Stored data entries
═══
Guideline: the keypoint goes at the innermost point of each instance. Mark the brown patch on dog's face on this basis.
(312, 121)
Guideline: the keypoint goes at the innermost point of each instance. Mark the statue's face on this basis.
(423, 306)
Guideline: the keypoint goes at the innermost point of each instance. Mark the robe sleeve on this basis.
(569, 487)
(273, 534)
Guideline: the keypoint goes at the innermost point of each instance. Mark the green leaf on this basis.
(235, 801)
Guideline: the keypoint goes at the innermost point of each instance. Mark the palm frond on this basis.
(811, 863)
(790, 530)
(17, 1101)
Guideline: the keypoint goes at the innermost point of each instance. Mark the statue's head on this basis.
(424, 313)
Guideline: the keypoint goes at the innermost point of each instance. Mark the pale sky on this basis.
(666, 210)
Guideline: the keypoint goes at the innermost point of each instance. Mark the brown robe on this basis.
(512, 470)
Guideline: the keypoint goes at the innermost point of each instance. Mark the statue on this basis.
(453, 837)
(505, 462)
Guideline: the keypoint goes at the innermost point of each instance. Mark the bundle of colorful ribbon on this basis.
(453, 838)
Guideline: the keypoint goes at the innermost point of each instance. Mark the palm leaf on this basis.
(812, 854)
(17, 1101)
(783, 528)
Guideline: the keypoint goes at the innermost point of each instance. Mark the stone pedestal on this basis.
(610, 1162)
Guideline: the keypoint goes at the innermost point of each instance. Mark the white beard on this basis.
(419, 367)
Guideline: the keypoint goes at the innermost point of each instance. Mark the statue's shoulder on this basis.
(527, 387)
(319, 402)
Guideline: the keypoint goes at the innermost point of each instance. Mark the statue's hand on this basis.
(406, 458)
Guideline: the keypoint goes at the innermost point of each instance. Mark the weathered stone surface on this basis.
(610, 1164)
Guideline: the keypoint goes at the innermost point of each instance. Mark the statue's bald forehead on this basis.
═══
## What to do
Only the lines from the one containing "robe on this basis." through the last line above belong in your answer. Retype them exactly.

## Answer section
Guideline: the keypoint goes at the innermost point of each instance. Mark the brown robe on this basis.
(512, 470)
Guideline: the keypoint goes at the innermost point of each instance. Mark the statue on this basis.
(453, 837)
(505, 462)
Guideline: the keypoint goes at the innermost point of each instance. Mark the bundle of colorful ribbon on this basis.
(453, 838)
Guideline: the keypoint goes at the innermost point of each instance. Mark the palm leaf on this basis.
(812, 854)
(17, 1101)
(783, 528)
Guideline: the keypoint goes at the innermost point of each instance. Mark the stone pedestal on this basis.
(610, 1162)
Guideline: the keypoint goes at the innermost point of each instance. Mark the white beard on this basis.
(419, 367)
Guideline: the keypoint goes at the innermost point of each instance. Mark the statue's shoulder on this basis.
(527, 387)
(319, 402)
Guideline: the keypoint goes at the innermost point of each instance. Mark the statue's hand on this basis.
(406, 458)
Guideline: the keypoint goes at the innermost point of each instance. Mark the weathered stone surface on this basis.
(610, 1164)
Guideline: the keypoint goes at the innermost point of each instance. Mark the statue's bald forehead on this basis.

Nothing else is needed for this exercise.